# Recorded information
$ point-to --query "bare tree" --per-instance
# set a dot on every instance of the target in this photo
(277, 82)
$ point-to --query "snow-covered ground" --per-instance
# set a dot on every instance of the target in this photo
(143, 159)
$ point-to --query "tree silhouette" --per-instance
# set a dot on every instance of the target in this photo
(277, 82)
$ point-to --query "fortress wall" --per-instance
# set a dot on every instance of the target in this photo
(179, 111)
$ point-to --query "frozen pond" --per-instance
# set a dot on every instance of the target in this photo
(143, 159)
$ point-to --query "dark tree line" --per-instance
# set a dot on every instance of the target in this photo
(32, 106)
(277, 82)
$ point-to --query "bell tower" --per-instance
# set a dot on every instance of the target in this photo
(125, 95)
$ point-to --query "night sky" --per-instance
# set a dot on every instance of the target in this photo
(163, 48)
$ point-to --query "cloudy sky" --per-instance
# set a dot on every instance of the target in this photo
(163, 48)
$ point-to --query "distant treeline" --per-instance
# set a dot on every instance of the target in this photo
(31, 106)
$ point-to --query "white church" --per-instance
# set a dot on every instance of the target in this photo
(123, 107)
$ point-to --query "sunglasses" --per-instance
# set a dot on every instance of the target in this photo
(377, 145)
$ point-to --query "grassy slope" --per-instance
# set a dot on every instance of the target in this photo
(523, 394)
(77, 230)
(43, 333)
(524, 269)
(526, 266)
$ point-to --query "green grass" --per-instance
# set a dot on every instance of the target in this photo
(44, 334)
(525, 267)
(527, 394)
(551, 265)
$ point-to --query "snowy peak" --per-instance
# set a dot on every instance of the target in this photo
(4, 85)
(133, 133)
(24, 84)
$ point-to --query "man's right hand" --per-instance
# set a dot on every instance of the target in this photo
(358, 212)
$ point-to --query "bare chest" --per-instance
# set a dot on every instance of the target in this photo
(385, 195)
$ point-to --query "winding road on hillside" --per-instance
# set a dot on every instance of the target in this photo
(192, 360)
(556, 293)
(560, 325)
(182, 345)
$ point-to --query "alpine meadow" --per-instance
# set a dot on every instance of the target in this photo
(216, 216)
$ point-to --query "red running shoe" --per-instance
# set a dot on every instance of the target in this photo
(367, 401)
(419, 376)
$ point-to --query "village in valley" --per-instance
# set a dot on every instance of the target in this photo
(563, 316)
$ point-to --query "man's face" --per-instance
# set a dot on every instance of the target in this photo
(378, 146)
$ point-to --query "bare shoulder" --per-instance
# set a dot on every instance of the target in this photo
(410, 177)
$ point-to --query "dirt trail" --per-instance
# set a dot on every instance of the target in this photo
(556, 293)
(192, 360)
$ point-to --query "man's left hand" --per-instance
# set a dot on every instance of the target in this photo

# Assignment
Each record shown above must be printed once more, exactly.

# Task solution
$ point-to --query "bare tree" --per-instance
# set a dot on every instance of the target in this photo
(277, 82)
$ point-to --query "snow-covered ground" --per-instance
# set a dot on every instance of the target in this photo
(143, 159)
$ point-to --query "tree silhouette" --per-instance
# set a dot on every instance of the target in this photo
(277, 82)
$ point-to --query "fortress wall" --per-instance
# set a dot on every instance of the target in this photo
(179, 111)
$ point-to --query "frozen pond" --per-instance
# set a dot on every instance of the target in this photo
(143, 159)
$ point-to --query "dark tree line" --per-instance
# set a dot on every instance of the target in this photo
(32, 106)
(277, 82)
$ point-to --query "bell tower" --per-instance
# set a dot on every instance of the target in this photo
(125, 95)
$ point-to --query "night sky" --per-instance
# set a dot on every instance of the target in this photo
(163, 48)
$ point-to --query "cloudy sky" --per-instance
# set a dot on every instance of the target in this photo
(163, 48)
$ point-to --query "distant treeline" --per-instance
# set a dot on every instance of the target in this photo
(31, 106)
$ point-to --query "white church" --per-instance
# set a dot on every instance of the target in this photo
(123, 107)
$ point-to --query "sunglasses" --per-instance
# set a dot on every instance of the target in this photo
(377, 145)
$ point-to --query "grassy slope" --per-instance
# set a dot on every instance of the target in this photo
(523, 394)
(77, 230)
(43, 333)
(524, 269)
(526, 266)
$ point-to --query "green grass" --per-instance
# set a dot on every instance of the target in this photo
(44, 334)
(525, 267)
(527, 394)
(551, 265)
$ point-to --query "snowy peak" --per-instance
# set a dot on every instance of the target in this photo
(4, 85)
(133, 133)
(24, 84)
$ point-to --query "man's right hand" --per-instance
# set a dot on every instance of the target in this photo
(358, 212)
$ point-to --query "bare chest" --per-instance
# set a dot on every instance of the target in this photo
(385, 195)
$ point-to --query "winding road on hillside" --per-instance
# set a dot on every instance of the target in this photo
(192, 360)
(556, 293)
(560, 325)
(182, 345)
$ point-to --query "alpine meadow" --per-instance
# set a dot on every instance of the target in this photo
(216, 216)
$ point-to --query "red running shoe" --per-instance
# set a dot on every instance of the target in this photo
(367, 401)
(419, 376)
$ point-to --query "village in valley" --per-instance
# set a dot on every instance of the target in this photo
(563, 316)
$ point-to --query "man's face" --per-instance
# set a dot on every instance of the target in this photo
(378, 146)
$ point-to --query "bare shoulder" --per-instance
# set a dot on every instance of the target in this photo
(410, 177)
$ point-to --query "dirt trail" --per-instance
# set a dot on every instance of the target in this photo
(556, 293)
(192, 360)
$ point-to --query "man's left hand" --per-instance
# set a dot on every instance of the target in this photo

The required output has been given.